### Vorliegender Text
Zehn Jahre Regionalzentren für demokratische Kultur Nora Nübel im Gespräch: Lasst uns reden!

Nora Nübel liebt ihre Arbeit im Regionalzentrum Stralsund

Foto: privat

02.07.2017 · Stralsund. Als 2006 die NPD in den Landtag von MV einzog, beschlossen die demokratischen Parteien in der Landesregierung: Wir richten fünf Regionalzentren für demokratische Kultur ein, die kostenlos über Extremismus in der Region aufklären, beraten, schulen und die Demokratie stärken. Am 30. Juni feierten diese Zentren ihr zehnjähriges Bestehen. Sybille Marx hat mit Nora Nübel vom Regionalzentrum in Stralsund gesprochen, einem von zwei Zentren, die von der Evangelischen Akademie der Nordkirche getragen werden.

Marx: Frau Nübel, ist Ihnen und den anderen Mitarbeitern in den Regionalzentren angesichts der politischen Lage im Land eigentlich zum Feiern zumute?

Nübel: Ja! Klar! Erstmal freuen wir uns, dass es uns seit zehn Jahren gibt, denn das bestätigt, dass wir gute Arbeit leisten. Wenn sich gezeigt hätte, dass wir nichts bewirken können, würden die Landesmittel längst woanders hinfließen.

Was haben Sie denn in den zehn Jahren geschafft?

Wir haben stabile Netzwerke aufgebaut, uns das Vertrauen von Kommunen, Verwaltungen, Schulen, Vereinen, Kirchengemeinden und anderen erarbeitet. Über 200 Anfragen pro Jahr bekommt heute jeder unserer Standorte, das zeigt, dass die Menschen unsere Beratung und Unterstützung schätzen.

### Bereitgestellte Angaben
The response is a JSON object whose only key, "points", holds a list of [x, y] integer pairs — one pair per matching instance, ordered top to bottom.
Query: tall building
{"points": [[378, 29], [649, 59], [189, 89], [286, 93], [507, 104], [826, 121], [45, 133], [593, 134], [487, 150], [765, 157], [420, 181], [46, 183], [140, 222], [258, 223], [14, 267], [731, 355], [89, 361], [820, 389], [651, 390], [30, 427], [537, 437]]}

### Aufgaben
**A.** Beantworten Sie folgende Fragen zum Interview über die Regionalzentren für demokratische Kultur:
(i) In welchem Jahr zog die NPD in den Landtag von MV ein?
(ii) Wer trägt das Regionalzentrum in Stralsund?
(iii) Wie viele Anfragen bekommt heute jeder Standort pro Jahr?
**B.** Führen Sie das Interview über die Regionalzentren für demokratische Kultur nach seinem letzten Satz weiter.

### Lösungen
**A.**
(i) 2006
(ii) Die Evangelische Akademie der Nordkirche
(iii) Über 200

**B.**
Was für Anfragen sind das?

In den ersten Jahren ging es vor allem um die NPD und die Frage, wie gefährlich der Rechtsextremismus in MV ist. Da haben wir etwa über die Strukturen aufgeklärt: dass sich die NPD mit den Kameradschaften verbündet hatte, dass es nebenbei autonome rechtsextreme Gruppen gab und gibt und außerdem die „völkischen Siedler“ im Rostocker Land, die zwar unauffällig, aber nicht weniger gefährlich ihre rechtsextreme Gesinnung leben. In den letzten Jahren hat sich der Schwerpunkt in Richtung Rechts populismus verlagert. Relativ neu ist, dass wir auch mal über religiösen Extremismus wie Salafismus aufklären sollen.

„Schwerpunkt Rechtspopulismus“, heißt das: Sie sehen in der AfD ein größeres Problem als in der NPD?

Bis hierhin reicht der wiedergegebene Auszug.